Exercises —
• a. Could you give again the part of the review of Summer World that opens with the words containing "Summer World came" and closes with "yearly to-do list.", swapping "wood frog" for "spring peeper"?
• b. Can you turn the paragraph of the review of Summer World beginning "This book follows Heinrich’s highly popular Winter World" into a short list that keeps its main facts?

Text passage —

※

Summer World came my way just in time. Biologist Bernd Heinrich shares his observations of Maine’s natural world with an infectious sense of wonder and delight that sustained me through the last few days before our final frost date, and even gave me some new reasons to look forward to summer. His detailed and exuberant accounts of stalking red ants and wood frog mating rituals are so entertaining, in fact, that I’ve added both of these to my yearly to-do list.
This book follows Heinrich’s highly popular Winter World and grew from his decision “to live two summers actively observant.” Those two years of plant and animal activity during the warmer months are recorded here for armchair naturalists like me. A lifelong nature lover, Heinrich often draws on his experiences and observations from previous years to fill in gaps or to add greater perspective to some of the events chronicled in Summer World.
This is not a dry lecture about red-eyed fruit flies, but a colorful and eye-opening journey into the foreign (to many) world we generally ignore: “I wanted to pursue the interesting and often puzzling, without taking the seemingly prosaic for granted.” In Heinrich’s kingdom, nothing is prosaic, and his appreciative eye captures well the magic that exists all around us, largely unnoticed.

※

Data for analysis —
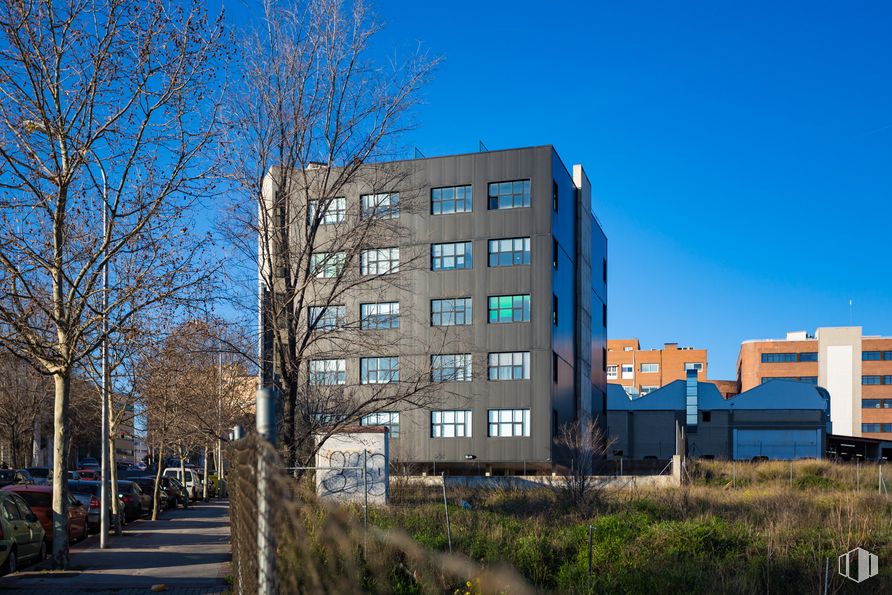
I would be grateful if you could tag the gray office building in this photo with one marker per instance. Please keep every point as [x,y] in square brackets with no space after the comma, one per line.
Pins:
[499,291]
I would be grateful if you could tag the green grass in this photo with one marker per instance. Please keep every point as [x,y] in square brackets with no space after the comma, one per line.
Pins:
[762,535]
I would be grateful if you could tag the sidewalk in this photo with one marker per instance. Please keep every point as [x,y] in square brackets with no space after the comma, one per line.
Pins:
[187,551]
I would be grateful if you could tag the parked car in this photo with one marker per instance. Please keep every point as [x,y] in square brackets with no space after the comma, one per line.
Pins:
[40,475]
[89,474]
[192,480]
[147,485]
[22,538]
[40,499]
[135,503]
[12,477]
[89,493]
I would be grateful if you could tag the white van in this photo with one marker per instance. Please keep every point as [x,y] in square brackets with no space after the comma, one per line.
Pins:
[193,481]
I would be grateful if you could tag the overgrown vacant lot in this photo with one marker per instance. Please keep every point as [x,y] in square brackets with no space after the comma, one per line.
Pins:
[744,528]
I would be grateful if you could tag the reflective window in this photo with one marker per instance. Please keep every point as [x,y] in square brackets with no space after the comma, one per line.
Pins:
[447,257]
[327,265]
[390,419]
[380,206]
[509,195]
[380,261]
[454,367]
[328,371]
[381,315]
[450,424]
[514,365]
[509,252]
[334,212]
[509,308]
[379,370]
[453,199]
[506,423]
[451,312]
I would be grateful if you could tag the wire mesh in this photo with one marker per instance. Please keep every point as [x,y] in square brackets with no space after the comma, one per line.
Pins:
[319,547]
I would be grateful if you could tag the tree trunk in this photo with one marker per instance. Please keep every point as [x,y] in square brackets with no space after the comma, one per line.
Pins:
[62,381]
[183,478]
[204,487]
[157,492]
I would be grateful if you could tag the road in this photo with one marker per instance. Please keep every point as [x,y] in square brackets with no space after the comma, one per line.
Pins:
[187,551]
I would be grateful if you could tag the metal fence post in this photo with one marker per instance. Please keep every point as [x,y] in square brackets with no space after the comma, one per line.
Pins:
[266,428]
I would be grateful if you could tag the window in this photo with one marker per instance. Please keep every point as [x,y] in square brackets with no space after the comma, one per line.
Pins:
[507,423]
[513,365]
[509,308]
[453,199]
[379,370]
[380,206]
[380,261]
[509,195]
[451,312]
[448,257]
[509,252]
[454,367]
[381,315]
[328,371]
[389,419]
[327,318]
[327,265]
[334,213]
[450,424]
[778,358]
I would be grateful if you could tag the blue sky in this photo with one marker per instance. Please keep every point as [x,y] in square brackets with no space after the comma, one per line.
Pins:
[739,152]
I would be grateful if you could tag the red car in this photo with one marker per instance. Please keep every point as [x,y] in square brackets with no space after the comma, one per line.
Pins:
[40,499]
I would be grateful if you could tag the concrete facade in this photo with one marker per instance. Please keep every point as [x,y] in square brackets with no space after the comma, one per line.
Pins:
[565,281]
[781,419]
[854,368]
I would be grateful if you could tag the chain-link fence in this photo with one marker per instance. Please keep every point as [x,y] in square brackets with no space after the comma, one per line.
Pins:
[297,544]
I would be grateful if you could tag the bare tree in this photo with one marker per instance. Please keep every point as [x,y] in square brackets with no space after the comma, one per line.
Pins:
[312,120]
[108,112]
[584,443]
[25,396]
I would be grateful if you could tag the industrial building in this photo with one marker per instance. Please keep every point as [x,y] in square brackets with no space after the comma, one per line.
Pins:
[780,419]
[855,368]
[507,304]
[642,371]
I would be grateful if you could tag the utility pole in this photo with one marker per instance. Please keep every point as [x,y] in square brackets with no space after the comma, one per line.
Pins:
[103,492]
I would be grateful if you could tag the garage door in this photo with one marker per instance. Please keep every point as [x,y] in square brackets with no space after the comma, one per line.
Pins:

※

Responses for each task —
• a.
Summer World came my way just in time. Biologist Bernd Heinrich shares his observations of Maine’s natural world with an infectious sense of wonder and delight that sustained me through the last few days before our final frost date, and even gave me some new reasons to look forward to summer. His detailed and exuberant accounts of stalking red ants and spring peeper mating rituals are so entertaining, in fact, that I’ve added both of these to my yearly to-do list.

• b.
- Summer World follows Heinrich’s highly popular Winter World.
- It grew from his decision "to live two summers actively observant."
- It records those two years of plant and animal activity during the warmer months for armchair naturalists like the reviewer.
- Heinrich, a lifelong nature lover, often draws on experiences and observations from previous years to fill in gaps or add perspective to some of the events in the book.